=== 提示文 ===

3Dアニメ映画から歴史体験まで楽しめる「百済文化団地」

 慶州や扶余には中学・高校の修学旅行で行った記憶がある。修学旅行で古都を訪れるのは、歴史的な文化財が多いからだろう。

 今振り返ってみると、武寧王陵や仏国寺といった文化財も記憶に残っているが、文化財を見て回るためにバスで移動したことを鮮明に覚えている。あちこちに文化財が点在しているためだ。


 しかし、忠清南道の扶余には、文化財を1カ所に集めた「百済文化団地」がある。ここでは、当時の建築法を基に昔の城や生活の様子が再現されている。

 先日、百済文化団地を訪れた。中央にあるサビ(サ=さんずいに四、ビ=さんずいに比)宮の軒や木の柱はハスの花と竜の模様が刻まれ、百済の美を感じた。

 中に入ると、ソウルにある景福宮勤政殿のような広い空間に3階建ての宮殿が見えた。


 その光景から、百済時代の臣下たちが左右に300人ずつひれ伏し、その様子を上から見下ろす百済の王が思い浮かんだ。

 宮殿を見学していると、案内放送が流れてきた。「ミュージカル『薯童の愛』がサビ宮天政殿で上演されます。無料公演ですので、どうぞお集まりください」。王宮から出演者たちが姿を見せると、観客が1人、2人と集まってきた。


 このミュージカルは、百済の薯童(第30代王・武王)が新羅の善花姫に恋心を抱き、最後には王と王妃として結ばれるというラブストーリーだ。上演中、客席に駆け寄るなどの迫力ある演技に観客は驚き、拍手で応えていた。

 約30分間の公演で、出演者たちは汗びっしょりになっていた。公演後、観客は出演者たちと記念写真を撮り、感動の余韻をカメラに収めていた。

 次に、サビ宮左側の塀の向こうにある木造の塔へと向かった。ここは、百済時代の寺院と五重塔がある陵寺だ。この塔は高さ38メートルで、発掘された遺跡の原型をそのまま再現したものだ。


 石塔の武骨さがない木製の塔で、流線型の自然な赴きと温かさが感じられる。木をたくみに挟み込んで合わせ、継ぎ目にすき間がない点がこの塔の特徴で、長い年月が過ぎても変形しない。

 塔の頂上を見ると、丸い物が柱を包んでいるように見える。その部分には金メッキが施されており、太陽の日差しが反射しキラキラ光っていた。

 次に、文化団地内で学習体験ができる生活文化村を訪れた。ここは百済時代の村を再現した場所で、貴族・軍官・平民・庶民という階層ごとに居住施設や生活の様子が再現されている。


 ここで会ったチョン・テギョンさん(28)=大田市=は「昔の遺物や遺跡が集まっていて、1カ所で見られるのがいい。特に、生活文化村では百済の人々の生活や服装までが再現されており、百済の時代を直接目にしているような気がする」と話す。

=== 項目一覧 ===

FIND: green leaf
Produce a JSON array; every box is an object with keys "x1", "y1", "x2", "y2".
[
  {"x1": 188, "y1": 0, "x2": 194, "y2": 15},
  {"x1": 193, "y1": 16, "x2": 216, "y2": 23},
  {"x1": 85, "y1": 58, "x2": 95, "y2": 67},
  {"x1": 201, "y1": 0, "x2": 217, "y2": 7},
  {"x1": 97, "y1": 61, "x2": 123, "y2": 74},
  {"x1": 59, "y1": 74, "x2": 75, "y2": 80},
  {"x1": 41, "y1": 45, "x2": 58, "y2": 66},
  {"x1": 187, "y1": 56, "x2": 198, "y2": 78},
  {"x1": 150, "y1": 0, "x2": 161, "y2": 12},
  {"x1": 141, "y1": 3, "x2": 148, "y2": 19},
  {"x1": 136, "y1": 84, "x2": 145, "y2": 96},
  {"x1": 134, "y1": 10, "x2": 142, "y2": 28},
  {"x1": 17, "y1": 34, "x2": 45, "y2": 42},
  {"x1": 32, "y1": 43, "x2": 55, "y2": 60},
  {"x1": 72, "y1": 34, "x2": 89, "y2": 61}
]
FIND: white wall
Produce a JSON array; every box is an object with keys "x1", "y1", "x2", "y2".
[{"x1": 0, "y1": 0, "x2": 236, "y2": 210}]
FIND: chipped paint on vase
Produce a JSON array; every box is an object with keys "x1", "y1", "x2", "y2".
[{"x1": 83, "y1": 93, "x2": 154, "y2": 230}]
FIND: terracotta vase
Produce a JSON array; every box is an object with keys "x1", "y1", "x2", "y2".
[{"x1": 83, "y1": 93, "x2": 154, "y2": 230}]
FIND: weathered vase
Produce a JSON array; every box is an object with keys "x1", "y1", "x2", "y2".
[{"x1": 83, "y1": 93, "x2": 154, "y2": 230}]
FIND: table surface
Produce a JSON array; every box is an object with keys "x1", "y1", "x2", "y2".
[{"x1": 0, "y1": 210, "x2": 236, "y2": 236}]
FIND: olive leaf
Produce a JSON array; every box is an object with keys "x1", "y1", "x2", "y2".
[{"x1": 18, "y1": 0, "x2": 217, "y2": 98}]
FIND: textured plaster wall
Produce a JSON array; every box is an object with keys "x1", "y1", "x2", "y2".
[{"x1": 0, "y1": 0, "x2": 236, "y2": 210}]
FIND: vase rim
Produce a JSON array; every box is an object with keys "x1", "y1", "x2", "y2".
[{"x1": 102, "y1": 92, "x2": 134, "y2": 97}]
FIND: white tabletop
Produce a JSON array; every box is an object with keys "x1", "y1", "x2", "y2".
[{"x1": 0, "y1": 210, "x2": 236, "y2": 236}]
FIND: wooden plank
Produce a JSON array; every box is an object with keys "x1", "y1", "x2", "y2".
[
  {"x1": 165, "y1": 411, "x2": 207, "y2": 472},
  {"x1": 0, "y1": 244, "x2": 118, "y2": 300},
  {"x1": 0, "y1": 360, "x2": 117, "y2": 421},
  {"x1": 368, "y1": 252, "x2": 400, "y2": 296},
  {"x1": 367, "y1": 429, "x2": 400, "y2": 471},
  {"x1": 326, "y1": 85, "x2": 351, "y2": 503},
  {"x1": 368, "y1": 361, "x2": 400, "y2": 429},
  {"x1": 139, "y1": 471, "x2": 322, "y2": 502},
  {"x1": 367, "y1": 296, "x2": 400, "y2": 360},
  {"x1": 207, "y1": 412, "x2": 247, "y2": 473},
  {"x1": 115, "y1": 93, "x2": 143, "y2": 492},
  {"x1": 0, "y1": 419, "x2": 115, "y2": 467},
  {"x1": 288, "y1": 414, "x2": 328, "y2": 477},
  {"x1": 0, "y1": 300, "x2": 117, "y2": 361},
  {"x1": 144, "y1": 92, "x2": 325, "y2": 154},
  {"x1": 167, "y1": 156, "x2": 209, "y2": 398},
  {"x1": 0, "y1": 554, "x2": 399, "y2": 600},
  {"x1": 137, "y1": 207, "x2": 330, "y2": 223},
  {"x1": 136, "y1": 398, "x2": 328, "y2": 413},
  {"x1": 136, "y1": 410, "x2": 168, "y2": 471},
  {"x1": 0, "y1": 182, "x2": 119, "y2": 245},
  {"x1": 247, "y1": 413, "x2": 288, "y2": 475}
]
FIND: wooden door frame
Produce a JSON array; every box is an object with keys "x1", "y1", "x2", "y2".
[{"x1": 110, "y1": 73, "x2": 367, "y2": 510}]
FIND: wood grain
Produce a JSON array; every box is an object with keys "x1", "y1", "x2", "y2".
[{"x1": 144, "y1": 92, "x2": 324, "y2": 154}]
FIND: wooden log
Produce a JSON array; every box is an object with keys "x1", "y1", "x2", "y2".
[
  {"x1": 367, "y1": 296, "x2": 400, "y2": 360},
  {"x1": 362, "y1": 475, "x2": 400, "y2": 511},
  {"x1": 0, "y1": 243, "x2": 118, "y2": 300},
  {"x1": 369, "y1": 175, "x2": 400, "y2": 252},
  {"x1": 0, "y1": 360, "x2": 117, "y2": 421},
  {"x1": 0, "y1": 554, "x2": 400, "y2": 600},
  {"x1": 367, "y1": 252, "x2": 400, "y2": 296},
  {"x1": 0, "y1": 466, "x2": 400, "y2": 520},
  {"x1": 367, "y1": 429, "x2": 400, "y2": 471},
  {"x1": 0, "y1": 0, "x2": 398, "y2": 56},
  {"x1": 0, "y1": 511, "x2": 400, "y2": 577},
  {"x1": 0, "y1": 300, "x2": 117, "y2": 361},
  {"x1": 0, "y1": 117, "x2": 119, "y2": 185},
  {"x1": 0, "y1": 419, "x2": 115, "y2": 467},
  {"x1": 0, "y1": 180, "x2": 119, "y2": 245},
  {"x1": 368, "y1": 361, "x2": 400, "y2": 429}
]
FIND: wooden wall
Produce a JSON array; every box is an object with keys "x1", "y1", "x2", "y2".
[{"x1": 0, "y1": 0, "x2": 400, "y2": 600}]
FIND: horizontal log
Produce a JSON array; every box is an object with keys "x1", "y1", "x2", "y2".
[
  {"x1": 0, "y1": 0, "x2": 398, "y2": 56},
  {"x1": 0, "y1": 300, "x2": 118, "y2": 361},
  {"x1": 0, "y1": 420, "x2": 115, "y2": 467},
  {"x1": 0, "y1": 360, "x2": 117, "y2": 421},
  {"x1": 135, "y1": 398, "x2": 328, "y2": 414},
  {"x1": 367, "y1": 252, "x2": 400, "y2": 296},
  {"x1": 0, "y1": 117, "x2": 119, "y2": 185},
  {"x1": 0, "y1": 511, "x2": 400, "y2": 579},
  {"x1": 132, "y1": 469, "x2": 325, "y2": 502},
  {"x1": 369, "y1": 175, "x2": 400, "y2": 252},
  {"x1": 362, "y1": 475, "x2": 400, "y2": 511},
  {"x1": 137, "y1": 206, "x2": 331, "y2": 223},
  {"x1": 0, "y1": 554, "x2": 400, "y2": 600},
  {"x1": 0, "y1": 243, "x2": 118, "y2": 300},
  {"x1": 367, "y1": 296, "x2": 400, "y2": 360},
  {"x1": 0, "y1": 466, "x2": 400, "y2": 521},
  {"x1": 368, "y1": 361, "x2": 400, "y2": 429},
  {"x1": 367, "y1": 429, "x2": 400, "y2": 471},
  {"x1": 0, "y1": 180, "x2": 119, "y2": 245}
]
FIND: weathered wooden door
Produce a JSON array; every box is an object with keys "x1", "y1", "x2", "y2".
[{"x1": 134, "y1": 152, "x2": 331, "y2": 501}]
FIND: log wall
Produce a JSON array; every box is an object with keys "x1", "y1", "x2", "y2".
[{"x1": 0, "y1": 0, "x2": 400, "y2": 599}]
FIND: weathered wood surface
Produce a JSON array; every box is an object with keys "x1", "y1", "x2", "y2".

===

-- 課題 --
上にある百済文化団地の訪問記事を、最後の文の後から書き進めてください。

-- 回答 --
 百済歴史文化館では3Dアニメーション『サビの花』が常時上映されている。中に入ると、黒いメガネをかけた子供たちが前に手を伸ばしながら、3Dのアニメ映像を楽しんでいた。

 このアニメは百済時代を舞台に、サビ国とこれを攻撃する黒い軍隊との闘いを3D映像で描いたものだ。

 百済の歴史や文化を肌で感じることができた一方で、百済の王陵を見学せずに帰るのは心残りなので、武寧王陵や古墳がある公州へと向かった。

 百済文化団地から1時間ほどのところにある武寧王陵は、百済第25代王・武寧王と王妃の墓。三国時代の王陵のうち、唯一埋葬されている人物が特定されている。


 王陵の内部はアーチ形の造りになっており、レンガがぎっしりと積まれている。ハスの花模様が刻まれたレンガは、王陵の荘厳さと百済の人々の真心が込められているような印象を受けた。

 現在は王陵保存のため、入場者の出入りが禁じられているのが残念だ。しかし、武寧王陵模型館で発掘当時の姿がそのまま再現されており、その様子を見学することができる。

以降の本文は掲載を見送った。